Give again, word for word, only the lines from the one containing "Might I trouble you for the coordinates of the grass" through the final line.

---------- Provided information ----------

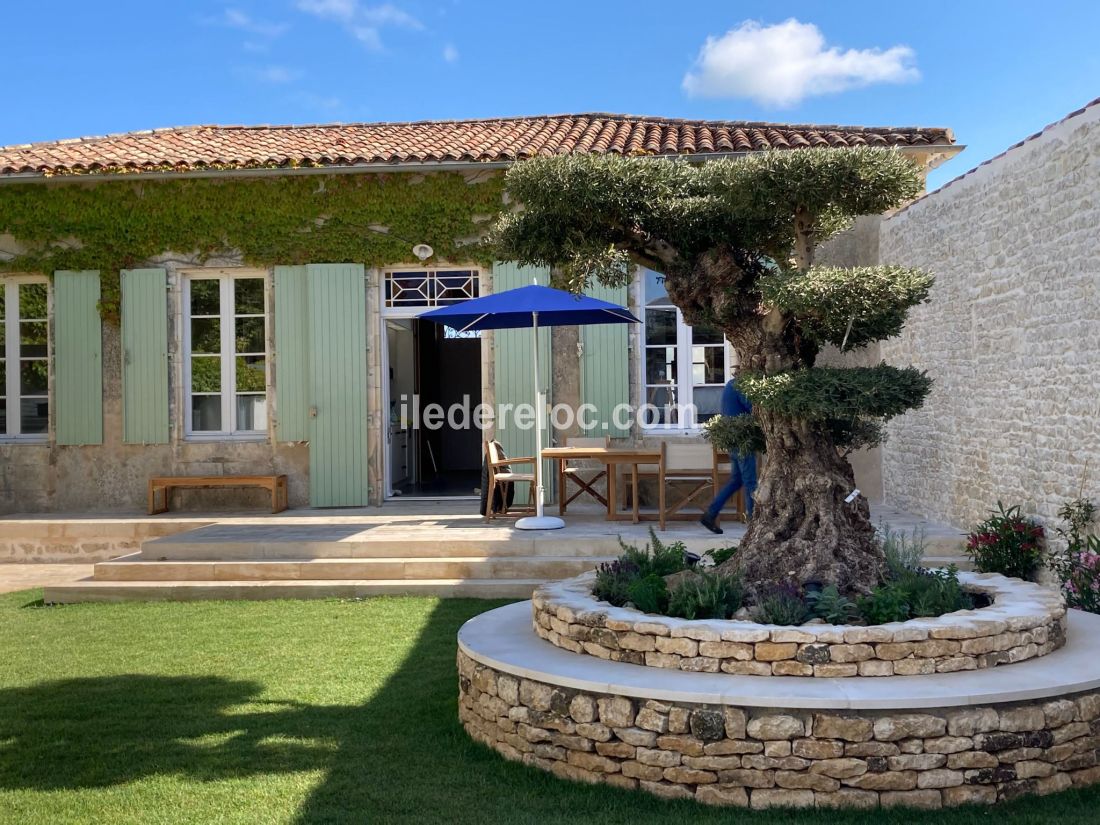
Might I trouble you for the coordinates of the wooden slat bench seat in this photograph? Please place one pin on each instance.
(160, 487)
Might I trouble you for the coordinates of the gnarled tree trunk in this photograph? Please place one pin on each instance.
(802, 528)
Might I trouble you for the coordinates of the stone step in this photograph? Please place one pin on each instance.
(107, 591)
(139, 568)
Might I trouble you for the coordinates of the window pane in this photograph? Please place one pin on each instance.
(206, 374)
(32, 377)
(707, 365)
(706, 334)
(251, 413)
(206, 296)
(660, 364)
(249, 296)
(707, 403)
(250, 334)
(32, 301)
(34, 416)
(658, 399)
(660, 326)
(32, 340)
(206, 334)
(655, 288)
(250, 374)
(206, 413)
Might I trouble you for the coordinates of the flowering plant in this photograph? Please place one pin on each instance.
(1007, 542)
(1078, 568)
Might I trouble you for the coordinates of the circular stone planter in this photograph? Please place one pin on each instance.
(966, 737)
(1024, 620)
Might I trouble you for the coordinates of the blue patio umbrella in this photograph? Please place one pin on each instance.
(530, 307)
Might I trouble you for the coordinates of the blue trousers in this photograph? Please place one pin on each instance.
(741, 474)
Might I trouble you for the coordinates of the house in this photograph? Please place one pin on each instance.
(243, 300)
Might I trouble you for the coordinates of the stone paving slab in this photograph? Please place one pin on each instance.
(504, 640)
(14, 576)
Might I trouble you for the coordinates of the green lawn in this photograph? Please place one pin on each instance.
(304, 712)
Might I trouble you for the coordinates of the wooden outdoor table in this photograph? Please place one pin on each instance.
(611, 457)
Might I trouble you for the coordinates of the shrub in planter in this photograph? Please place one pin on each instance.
(782, 605)
(613, 582)
(829, 605)
(1078, 567)
(706, 595)
(649, 594)
(1008, 543)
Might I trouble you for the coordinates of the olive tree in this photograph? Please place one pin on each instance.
(735, 240)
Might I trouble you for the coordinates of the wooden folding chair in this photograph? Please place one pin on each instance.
(691, 464)
(501, 476)
(582, 476)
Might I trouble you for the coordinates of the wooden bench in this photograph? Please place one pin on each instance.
(160, 487)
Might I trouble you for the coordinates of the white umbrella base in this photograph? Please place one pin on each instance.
(539, 523)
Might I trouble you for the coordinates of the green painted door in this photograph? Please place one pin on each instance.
(514, 374)
(78, 363)
(338, 410)
(144, 356)
(605, 372)
(292, 354)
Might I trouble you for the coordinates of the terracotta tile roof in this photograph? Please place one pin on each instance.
(189, 149)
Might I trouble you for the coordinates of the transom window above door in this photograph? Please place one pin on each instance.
(226, 369)
(429, 287)
(683, 366)
(24, 366)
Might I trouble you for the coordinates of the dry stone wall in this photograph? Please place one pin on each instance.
(1025, 620)
(1011, 334)
(766, 757)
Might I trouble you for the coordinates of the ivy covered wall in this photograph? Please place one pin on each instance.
(371, 218)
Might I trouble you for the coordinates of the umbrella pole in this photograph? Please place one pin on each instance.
(539, 521)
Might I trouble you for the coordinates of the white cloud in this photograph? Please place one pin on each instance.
(782, 64)
(363, 22)
(273, 74)
(237, 19)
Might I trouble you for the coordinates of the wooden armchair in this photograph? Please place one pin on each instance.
(501, 477)
(584, 477)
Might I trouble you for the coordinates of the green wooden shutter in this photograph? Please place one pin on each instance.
(78, 362)
(514, 374)
(605, 370)
(338, 421)
(292, 354)
(144, 356)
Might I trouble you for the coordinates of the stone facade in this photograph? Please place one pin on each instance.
(725, 755)
(1024, 620)
(1011, 333)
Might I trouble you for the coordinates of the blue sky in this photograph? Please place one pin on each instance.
(993, 72)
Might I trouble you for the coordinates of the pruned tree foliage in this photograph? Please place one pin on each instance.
(736, 241)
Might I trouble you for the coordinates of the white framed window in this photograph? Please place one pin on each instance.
(24, 359)
(226, 354)
(684, 369)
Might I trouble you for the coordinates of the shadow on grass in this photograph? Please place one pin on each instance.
(399, 757)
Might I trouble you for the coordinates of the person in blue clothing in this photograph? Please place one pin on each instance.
(741, 469)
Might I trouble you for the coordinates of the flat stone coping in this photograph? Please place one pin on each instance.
(504, 640)
(1024, 620)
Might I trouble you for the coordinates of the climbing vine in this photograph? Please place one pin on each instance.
(122, 223)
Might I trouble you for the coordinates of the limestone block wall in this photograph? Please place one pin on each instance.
(1011, 334)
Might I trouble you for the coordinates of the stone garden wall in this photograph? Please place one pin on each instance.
(1011, 334)
(760, 758)
(1025, 620)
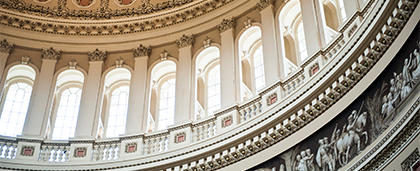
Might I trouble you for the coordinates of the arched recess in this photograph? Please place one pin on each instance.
(205, 60)
(160, 72)
(116, 83)
(16, 97)
(65, 103)
(252, 68)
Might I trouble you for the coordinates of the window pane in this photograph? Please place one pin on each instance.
(117, 115)
(15, 108)
(166, 104)
(67, 113)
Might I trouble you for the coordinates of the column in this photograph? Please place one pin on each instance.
(37, 117)
(136, 118)
(86, 127)
(5, 50)
(227, 64)
(272, 63)
(350, 7)
(314, 24)
(183, 79)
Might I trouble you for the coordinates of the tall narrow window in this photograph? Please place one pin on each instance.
(15, 108)
(213, 90)
(67, 113)
(302, 44)
(118, 112)
(167, 104)
(342, 10)
(258, 69)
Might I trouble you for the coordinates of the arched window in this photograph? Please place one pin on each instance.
(213, 89)
(301, 41)
(258, 69)
(117, 116)
(117, 89)
(67, 113)
(15, 103)
(167, 104)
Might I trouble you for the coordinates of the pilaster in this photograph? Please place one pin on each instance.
(88, 115)
(183, 79)
(37, 117)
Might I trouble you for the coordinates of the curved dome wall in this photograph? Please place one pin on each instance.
(154, 117)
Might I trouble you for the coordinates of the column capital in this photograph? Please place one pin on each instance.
(185, 40)
(262, 4)
(51, 54)
(97, 55)
(142, 51)
(226, 24)
(6, 46)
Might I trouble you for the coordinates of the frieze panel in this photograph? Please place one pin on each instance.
(142, 51)
(6, 46)
(51, 54)
(97, 55)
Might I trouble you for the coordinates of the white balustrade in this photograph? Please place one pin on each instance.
(54, 153)
(8, 149)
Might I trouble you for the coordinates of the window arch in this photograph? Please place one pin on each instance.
(66, 111)
(15, 102)
(117, 83)
(252, 63)
(208, 96)
(162, 95)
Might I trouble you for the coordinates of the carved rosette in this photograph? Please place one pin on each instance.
(51, 54)
(142, 51)
(264, 3)
(185, 40)
(6, 46)
(226, 24)
(97, 55)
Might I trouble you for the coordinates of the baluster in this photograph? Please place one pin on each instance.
(101, 152)
(195, 134)
(14, 151)
(8, 152)
(113, 152)
(108, 152)
(205, 130)
(242, 112)
(95, 154)
(201, 132)
(146, 146)
(117, 152)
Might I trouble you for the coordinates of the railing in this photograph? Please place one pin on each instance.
(155, 142)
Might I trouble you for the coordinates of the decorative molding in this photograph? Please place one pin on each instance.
(262, 4)
(185, 40)
(271, 99)
(6, 46)
(80, 152)
(97, 55)
(25, 59)
(131, 147)
(207, 42)
(164, 55)
(27, 150)
(248, 22)
(180, 137)
(227, 121)
(226, 24)
(72, 64)
(412, 159)
(51, 54)
(142, 51)
(119, 62)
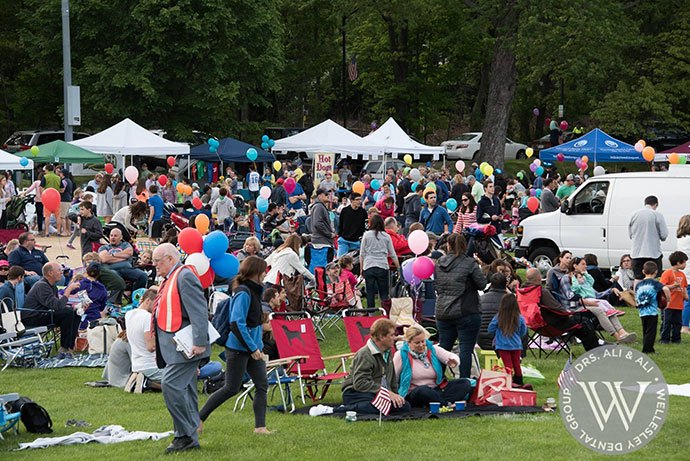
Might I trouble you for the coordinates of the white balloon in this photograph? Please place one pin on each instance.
(200, 262)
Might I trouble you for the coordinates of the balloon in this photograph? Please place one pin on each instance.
(51, 200)
(423, 267)
(190, 240)
(290, 185)
(226, 265)
(418, 241)
(215, 245)
(202, 223)
(207, 279)
(262, 204)
(131, 174)
(199, 261)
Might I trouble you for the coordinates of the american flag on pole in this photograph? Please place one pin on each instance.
(352, 69)
(382, 402)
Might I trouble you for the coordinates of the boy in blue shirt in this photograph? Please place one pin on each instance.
(646, 294)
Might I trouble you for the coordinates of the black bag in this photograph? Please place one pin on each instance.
(34, 417)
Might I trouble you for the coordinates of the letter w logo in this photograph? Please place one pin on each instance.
(617, 402)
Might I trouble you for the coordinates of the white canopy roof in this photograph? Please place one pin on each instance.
(11, 162)
(327, 136)
(128, 138)
(392, 139)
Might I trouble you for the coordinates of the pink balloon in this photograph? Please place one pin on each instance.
(418, 242)
(423, 267)
(290, 185)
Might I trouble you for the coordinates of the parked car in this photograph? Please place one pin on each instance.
(467, 147)
(24, 140)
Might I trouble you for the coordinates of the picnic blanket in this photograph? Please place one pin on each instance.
(104, 434)
(79, 360)
(421, 413)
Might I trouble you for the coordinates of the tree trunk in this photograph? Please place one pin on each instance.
(502, 83)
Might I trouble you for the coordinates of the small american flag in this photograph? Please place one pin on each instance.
(382, 401)
(352, 69)
(567, 376)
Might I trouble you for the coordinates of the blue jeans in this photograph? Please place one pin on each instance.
(466, 330)
(345, 246)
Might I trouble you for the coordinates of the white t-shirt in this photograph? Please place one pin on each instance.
(138, 323)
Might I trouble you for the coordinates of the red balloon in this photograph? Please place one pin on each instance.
(51, 200)
(190, 240)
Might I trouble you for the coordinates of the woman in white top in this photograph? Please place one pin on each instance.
(683, 244)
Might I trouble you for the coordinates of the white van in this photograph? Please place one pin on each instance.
(596, 216)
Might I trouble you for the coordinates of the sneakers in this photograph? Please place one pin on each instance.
(319, 410)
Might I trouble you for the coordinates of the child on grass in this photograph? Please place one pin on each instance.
(646, 295)
(674, 279)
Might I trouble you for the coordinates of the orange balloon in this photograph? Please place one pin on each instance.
(648, 153)
(201, 223)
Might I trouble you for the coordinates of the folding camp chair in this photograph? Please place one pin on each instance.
(295, 337)
(358, 322)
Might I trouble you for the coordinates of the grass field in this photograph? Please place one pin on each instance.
(229, 436)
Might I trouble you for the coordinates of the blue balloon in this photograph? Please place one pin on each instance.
(262, 204)
(215, 244)
(226, 265)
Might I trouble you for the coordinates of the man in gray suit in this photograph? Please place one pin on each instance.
(172, 313)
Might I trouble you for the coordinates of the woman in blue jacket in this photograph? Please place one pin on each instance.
(243, 350)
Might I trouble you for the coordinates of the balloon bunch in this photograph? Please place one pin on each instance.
(421, 267)
(266, 142)
(209, 255)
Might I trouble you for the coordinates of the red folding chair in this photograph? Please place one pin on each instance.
(295, 338)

----------

# Exercise answer
Might I trouble you for the coordinates of the grass field in this photograph? Please place one pin on each instance.
(229, 436)
Might I trouble you for the coordinates of the blue balloon in this photograph? Please place one pin on each instance.
(262, 204)
(215, 244)
(226, 265)
Might I trouble you for the coordinates of the man in gray suit in this photograph? Please place one pin on each instance.
(172, 313)
Might I trouble you for the coordinates of the woman in blue jacket in this photograph? Please place one pin on each instance.
(243, 350)
Might I trouble you for the coordinates of the balloon bunch in this photograph? Please place one pin on each instance.
(421, 267)
(266, 142)
(209, 255)
Might I trouble you for the coordinates of the red folding chair in this photograph? Please place one pin on each instance.
(295, 338)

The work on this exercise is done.